#### TO DO:
Count the lines in the material below that contain the word "rosary", and give only that number.

#### RECORDED DATA:
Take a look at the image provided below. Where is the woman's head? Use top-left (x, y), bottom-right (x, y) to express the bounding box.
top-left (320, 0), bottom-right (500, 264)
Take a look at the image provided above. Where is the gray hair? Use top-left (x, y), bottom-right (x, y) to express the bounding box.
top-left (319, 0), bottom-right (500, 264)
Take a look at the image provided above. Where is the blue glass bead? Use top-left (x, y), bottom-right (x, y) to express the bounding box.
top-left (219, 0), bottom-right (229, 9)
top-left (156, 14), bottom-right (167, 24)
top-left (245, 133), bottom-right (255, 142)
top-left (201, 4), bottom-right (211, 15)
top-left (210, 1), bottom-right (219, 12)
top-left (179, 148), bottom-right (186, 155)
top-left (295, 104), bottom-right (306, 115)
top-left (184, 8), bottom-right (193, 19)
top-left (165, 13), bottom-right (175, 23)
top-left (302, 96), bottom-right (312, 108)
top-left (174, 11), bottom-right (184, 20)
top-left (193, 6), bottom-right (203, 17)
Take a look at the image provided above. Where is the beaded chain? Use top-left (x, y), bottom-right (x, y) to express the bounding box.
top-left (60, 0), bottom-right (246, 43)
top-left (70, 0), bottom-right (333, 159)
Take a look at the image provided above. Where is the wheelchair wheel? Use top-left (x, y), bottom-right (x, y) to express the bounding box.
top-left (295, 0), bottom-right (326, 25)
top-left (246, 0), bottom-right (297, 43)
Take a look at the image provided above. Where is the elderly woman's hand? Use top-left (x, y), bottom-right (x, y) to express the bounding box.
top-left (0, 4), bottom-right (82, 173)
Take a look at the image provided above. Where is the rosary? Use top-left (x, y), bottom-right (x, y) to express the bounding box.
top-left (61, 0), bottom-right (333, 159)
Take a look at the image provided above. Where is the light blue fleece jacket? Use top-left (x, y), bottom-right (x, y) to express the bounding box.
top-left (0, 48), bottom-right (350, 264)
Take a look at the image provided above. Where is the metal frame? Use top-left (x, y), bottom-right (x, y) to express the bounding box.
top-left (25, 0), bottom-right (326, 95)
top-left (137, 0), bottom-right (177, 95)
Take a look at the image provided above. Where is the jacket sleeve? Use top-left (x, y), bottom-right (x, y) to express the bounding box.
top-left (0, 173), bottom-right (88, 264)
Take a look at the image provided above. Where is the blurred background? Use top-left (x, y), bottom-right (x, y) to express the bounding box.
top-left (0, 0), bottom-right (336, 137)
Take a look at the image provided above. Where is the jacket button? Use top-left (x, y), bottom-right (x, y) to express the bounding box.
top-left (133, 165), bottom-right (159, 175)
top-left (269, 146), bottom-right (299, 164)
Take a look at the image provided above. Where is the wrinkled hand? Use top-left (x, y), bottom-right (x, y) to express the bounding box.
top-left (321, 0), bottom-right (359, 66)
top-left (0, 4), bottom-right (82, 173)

==

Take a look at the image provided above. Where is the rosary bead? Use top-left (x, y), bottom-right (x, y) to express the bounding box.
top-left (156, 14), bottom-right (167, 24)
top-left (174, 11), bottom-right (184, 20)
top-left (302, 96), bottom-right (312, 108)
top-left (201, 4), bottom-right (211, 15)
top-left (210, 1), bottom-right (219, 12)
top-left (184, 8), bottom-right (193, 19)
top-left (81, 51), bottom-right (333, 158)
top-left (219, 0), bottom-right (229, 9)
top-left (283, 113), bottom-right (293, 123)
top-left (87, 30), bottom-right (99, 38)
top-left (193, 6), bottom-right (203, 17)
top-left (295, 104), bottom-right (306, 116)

--

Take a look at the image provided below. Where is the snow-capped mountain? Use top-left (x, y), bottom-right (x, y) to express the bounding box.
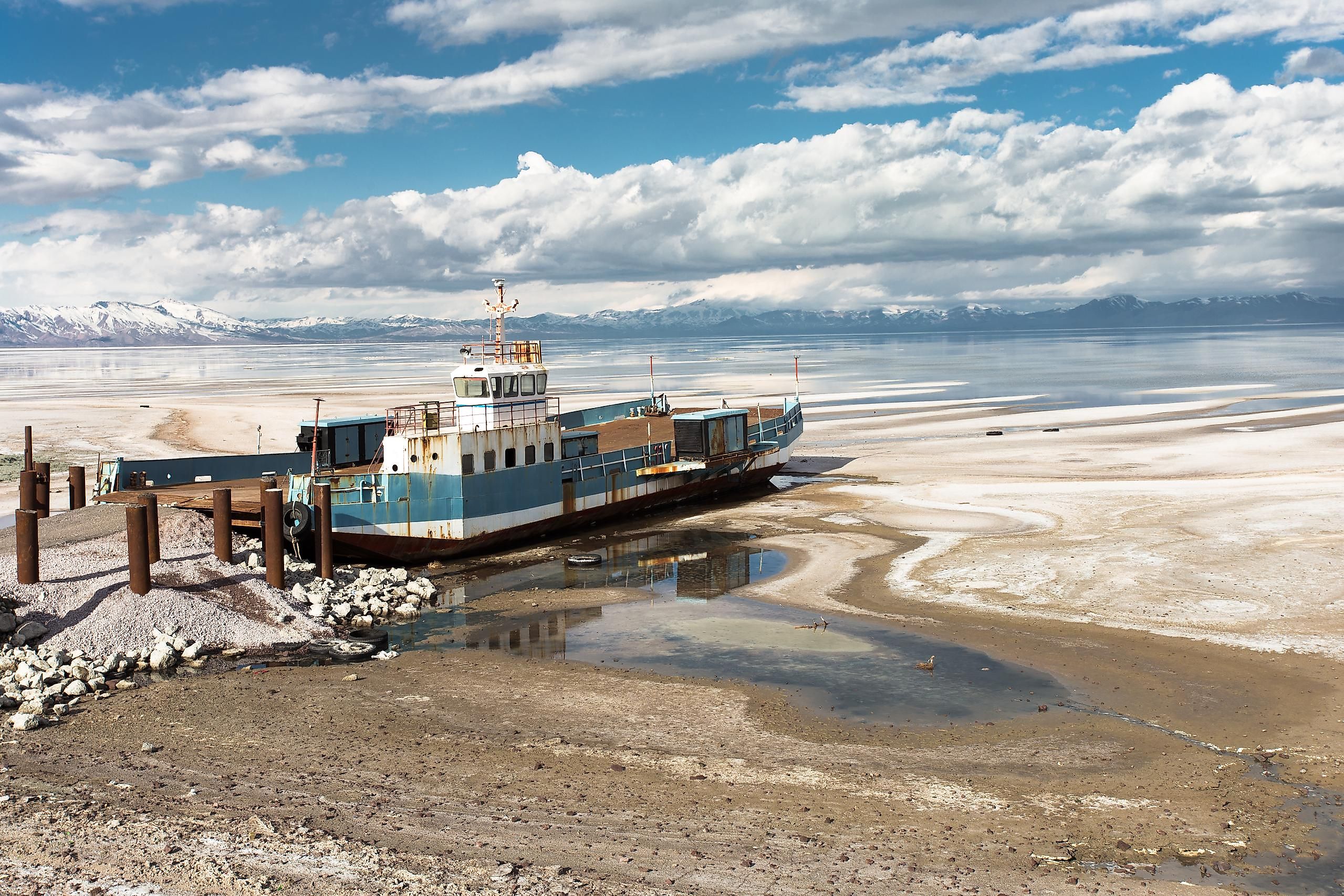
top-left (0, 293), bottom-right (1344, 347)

#### THE REPLY:
2